-- Opening Marker --

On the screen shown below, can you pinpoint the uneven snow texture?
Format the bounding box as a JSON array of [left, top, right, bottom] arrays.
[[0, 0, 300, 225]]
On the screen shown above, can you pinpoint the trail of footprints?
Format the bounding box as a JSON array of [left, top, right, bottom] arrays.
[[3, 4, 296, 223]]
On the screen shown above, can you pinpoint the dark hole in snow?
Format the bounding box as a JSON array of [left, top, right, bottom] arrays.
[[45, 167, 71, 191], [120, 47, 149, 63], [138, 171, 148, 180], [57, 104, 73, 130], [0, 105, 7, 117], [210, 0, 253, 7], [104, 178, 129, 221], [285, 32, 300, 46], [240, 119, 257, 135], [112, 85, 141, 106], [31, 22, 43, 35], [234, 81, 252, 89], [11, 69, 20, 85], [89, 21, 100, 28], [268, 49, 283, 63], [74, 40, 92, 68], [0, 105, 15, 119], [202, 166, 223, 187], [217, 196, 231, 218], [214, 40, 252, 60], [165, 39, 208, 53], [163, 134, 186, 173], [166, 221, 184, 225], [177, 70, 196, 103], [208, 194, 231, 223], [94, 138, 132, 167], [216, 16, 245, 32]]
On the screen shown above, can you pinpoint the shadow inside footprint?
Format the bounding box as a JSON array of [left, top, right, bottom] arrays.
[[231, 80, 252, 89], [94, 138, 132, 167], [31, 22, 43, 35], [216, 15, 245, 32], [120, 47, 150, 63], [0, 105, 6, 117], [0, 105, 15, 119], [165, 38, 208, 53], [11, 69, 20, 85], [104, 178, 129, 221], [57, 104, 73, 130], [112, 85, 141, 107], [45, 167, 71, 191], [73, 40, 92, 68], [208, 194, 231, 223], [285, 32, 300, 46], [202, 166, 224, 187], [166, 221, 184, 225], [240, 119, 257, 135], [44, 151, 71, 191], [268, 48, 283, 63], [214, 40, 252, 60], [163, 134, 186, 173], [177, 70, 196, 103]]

-- Closing Marker --

• [Work order]: Retype all of the material, exactly as written.

• [Output for this exercise]:
On the screen shown below, can you pinpoint the uneven snow texture?
Format the bounding box as a JSON array of [left, top, right, bottom] arrays.
[[0, 0, 300, 225]]
On the screen shown above, can you pinpoint the trail of footprints?
Format the bounding box as a JSON array of [left, top, right, bottom] arrays.
[[3, 4, 296, 223]]
On the screen shown above, can you pinpoint the dark hole in snow?
Format the bounding box as a JSON array of [left, top, right, bottom] arrays.
[[45, 167, 71, 191], [120, 47, 149, 63], [138, 171, 148, 180], [57, 104, 73, 130], [0, 105, 7, 117], [210, 0, 253, 7], [104, 178, 129, 221], [285, 32, 300, 46], [240, 119, 257, 135], [112, 85, 141, 106], [31, 22, 43, 35], [234, 81, 252, 89], [11, 69, 20, 85], [89, 21, 100, 28], [268, 49, 283, 63], [74, 40, 92, 68], [0, 105, 15, 119], [202, 166, 223, 187], [217, 196, 231, 218], [214, 40, 252, 60], [165, 39, 208, 53], [163, 134, 186, 173], [166, 221, 184, 225], [177, 70, 196, 103], [208, 194, 231, 223], [94, 138, 132, 167], [216, 16, 245, 32]]
On the screen shown above, can you pinpoint the shadow inside footprint?
Format the bounding box as a JSON array of [left, top, right, bottom] arrays.
[[231, 80, 252, 89], [94, 138, 132, 167], [31, 22, 43, 35], [216, 15, 245, 32], [120, 47, 150, 63], [0, 105, 6, 117], [0, 105, 15, 119], [165, 38, 208, 53], [11, 69, 20, 85], [104, 178, 129, 221], [57, 104, 73, 130], [112, 85, 141, 107], [45, 167, 71, 191], [73, 40, 92, 68], [208, 194, 231, 223], [285, 32, 300, 46], [202, 166, 224, 187], [166, 221, 184, 225], [240, 119, 257, 135], [44, 151, 71, 191], [268, 48, 283, 63], [214, 40, 252, 60], [163, 134, 186, 173], [177, 70, 196, 103]]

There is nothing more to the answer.